_Supplied records_

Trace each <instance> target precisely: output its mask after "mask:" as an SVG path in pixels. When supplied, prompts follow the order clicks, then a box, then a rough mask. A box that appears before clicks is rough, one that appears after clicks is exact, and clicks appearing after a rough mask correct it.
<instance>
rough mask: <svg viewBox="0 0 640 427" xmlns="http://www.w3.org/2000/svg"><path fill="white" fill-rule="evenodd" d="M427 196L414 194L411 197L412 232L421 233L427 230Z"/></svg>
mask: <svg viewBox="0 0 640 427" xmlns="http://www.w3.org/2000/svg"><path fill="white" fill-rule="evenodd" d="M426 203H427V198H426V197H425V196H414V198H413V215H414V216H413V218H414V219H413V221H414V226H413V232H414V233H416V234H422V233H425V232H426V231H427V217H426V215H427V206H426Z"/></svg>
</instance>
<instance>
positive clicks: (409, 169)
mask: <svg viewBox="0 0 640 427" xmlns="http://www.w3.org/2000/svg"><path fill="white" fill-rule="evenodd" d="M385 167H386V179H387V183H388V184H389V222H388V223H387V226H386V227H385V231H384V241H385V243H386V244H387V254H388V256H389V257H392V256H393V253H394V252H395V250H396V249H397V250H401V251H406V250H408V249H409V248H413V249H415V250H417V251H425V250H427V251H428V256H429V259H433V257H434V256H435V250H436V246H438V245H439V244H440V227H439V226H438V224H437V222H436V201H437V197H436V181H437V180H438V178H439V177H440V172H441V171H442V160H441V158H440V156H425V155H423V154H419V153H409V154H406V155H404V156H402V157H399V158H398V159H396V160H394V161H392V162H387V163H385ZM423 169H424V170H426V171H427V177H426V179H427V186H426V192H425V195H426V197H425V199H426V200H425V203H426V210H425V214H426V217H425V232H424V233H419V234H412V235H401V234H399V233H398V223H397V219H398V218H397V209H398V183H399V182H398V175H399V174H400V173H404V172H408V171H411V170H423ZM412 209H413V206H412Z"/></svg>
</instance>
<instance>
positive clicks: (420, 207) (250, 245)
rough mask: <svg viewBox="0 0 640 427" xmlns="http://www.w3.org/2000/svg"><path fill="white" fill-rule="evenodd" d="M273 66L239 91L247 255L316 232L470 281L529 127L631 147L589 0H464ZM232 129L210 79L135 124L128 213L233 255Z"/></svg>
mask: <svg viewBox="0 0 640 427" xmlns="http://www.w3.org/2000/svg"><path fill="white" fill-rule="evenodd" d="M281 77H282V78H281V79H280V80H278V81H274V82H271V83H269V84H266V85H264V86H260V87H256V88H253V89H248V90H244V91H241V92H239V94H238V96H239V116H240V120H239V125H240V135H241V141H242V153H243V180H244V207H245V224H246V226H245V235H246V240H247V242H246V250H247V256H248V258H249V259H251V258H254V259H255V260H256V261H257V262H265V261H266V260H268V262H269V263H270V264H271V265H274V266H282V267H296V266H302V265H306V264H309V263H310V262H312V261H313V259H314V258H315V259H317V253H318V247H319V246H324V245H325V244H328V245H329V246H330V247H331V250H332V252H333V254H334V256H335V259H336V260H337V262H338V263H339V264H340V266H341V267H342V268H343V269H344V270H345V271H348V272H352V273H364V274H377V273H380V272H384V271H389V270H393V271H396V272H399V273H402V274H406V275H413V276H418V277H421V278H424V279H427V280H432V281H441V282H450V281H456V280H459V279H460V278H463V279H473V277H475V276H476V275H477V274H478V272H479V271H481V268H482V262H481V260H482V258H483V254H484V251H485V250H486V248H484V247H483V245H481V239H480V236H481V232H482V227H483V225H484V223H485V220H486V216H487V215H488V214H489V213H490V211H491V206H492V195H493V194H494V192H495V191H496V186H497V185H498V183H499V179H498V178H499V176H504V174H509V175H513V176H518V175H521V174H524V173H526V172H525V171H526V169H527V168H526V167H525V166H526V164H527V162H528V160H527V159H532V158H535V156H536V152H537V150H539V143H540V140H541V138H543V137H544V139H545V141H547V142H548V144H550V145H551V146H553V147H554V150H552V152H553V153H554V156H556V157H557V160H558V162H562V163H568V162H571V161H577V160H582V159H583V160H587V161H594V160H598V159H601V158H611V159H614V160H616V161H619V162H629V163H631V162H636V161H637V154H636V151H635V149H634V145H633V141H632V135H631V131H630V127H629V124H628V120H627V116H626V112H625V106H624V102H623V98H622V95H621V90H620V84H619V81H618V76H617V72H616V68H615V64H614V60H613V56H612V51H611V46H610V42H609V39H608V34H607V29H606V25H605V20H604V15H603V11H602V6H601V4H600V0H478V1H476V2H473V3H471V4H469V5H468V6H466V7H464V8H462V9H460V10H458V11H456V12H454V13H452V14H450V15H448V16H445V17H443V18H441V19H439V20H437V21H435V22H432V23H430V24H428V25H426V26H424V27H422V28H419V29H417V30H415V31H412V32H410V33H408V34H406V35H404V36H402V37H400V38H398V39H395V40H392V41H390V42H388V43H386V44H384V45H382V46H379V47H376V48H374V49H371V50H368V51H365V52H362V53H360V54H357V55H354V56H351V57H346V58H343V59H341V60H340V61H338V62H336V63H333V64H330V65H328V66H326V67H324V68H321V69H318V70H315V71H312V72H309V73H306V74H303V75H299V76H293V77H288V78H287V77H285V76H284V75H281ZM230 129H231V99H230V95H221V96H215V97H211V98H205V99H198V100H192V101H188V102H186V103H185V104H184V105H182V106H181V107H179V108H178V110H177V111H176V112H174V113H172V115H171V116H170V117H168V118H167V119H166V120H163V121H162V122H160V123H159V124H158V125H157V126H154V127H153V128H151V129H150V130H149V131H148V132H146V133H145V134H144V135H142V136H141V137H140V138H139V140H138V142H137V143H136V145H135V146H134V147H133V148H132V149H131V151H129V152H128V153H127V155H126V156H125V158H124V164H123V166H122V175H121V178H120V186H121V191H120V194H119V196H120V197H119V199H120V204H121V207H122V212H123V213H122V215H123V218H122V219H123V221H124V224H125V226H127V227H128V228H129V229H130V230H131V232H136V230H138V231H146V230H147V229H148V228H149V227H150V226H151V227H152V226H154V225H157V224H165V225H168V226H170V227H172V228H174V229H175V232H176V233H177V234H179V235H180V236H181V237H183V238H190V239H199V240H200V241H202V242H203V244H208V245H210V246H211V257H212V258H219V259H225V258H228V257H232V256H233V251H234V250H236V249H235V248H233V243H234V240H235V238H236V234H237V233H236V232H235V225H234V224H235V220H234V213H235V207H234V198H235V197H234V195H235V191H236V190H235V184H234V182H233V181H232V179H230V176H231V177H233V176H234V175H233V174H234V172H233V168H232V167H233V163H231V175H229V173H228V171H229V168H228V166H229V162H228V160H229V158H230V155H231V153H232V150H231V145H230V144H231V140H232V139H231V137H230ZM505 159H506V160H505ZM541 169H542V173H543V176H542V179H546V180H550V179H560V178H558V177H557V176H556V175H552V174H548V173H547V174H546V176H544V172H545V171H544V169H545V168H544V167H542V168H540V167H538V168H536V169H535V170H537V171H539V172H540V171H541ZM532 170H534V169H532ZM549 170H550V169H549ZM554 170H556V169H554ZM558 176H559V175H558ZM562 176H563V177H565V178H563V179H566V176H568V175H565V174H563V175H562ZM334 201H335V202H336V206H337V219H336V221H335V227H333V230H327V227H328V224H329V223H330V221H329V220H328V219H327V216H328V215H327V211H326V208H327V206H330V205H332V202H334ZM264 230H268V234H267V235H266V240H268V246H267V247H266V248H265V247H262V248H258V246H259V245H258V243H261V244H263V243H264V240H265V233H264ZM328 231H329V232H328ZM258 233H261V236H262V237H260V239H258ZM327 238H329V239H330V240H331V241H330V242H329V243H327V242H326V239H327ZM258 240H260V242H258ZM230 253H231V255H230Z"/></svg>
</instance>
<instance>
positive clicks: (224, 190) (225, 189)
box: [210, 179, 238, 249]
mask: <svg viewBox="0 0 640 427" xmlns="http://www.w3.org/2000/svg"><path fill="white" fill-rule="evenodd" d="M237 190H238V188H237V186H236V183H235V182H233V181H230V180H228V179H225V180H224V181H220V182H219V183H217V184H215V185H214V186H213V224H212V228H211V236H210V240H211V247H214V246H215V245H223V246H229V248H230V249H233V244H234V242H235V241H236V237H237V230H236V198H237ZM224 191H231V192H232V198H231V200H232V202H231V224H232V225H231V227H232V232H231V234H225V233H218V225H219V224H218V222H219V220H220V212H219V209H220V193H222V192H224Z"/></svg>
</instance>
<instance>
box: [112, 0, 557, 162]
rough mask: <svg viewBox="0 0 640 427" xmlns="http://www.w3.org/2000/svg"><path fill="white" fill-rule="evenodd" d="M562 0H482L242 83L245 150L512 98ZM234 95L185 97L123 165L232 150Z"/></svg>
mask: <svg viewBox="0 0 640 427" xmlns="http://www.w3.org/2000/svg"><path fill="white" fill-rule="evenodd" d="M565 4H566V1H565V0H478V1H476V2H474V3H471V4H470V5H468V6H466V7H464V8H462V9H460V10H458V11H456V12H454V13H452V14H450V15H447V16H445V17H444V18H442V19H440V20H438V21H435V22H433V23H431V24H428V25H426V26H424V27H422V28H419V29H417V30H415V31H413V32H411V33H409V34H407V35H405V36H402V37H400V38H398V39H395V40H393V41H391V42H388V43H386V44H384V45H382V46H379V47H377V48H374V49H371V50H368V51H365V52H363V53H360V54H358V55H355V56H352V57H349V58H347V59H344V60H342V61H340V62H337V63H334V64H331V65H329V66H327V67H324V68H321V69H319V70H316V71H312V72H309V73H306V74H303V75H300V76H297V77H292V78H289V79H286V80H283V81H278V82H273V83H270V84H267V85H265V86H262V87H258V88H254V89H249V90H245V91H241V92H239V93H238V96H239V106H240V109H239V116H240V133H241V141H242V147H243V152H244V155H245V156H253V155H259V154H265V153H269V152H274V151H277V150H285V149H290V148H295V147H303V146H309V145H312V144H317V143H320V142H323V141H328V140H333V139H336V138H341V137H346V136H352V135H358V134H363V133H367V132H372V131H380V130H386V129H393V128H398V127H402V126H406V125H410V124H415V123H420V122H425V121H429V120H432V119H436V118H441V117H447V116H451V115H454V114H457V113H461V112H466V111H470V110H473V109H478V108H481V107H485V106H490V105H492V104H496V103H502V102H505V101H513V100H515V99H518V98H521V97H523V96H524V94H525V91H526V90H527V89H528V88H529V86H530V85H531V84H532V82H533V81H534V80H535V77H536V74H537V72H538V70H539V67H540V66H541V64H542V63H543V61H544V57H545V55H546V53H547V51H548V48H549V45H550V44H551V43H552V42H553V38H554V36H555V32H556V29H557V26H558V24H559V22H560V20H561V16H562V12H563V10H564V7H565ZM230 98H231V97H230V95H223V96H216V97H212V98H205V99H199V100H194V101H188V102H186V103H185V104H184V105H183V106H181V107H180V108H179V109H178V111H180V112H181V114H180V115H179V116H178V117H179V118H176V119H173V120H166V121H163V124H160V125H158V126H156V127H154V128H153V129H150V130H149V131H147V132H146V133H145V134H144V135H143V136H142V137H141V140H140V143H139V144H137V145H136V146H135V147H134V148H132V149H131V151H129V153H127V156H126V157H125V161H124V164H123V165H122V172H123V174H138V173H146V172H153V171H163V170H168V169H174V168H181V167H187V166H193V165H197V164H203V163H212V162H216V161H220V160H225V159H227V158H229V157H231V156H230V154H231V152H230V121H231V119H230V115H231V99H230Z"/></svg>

_Work required_
Reproduce the stretch from the beginning of the entries through the line containing "196L414 194L411 197L412", both ends included, character for character.

_Answer area_
Trace each <instance> target precisely: output its mask after "mask:" as an SVG path in pixels. When supplied, prompts follow the order clicks, then a box, then a rough mask. A box that appears before clicks is rough, one that appears after clicks is exact, and clicks appearing after a rough mask correct it.
<instance>
rough mask: <svg viewBox="0 0 640 427" xmlns="http://www.w3.org/2000/svg"><path fill="white" fill-rule="evenodd" d="M427 196L414 194L411 197L412 232L421 233L427 230Z"/></svg>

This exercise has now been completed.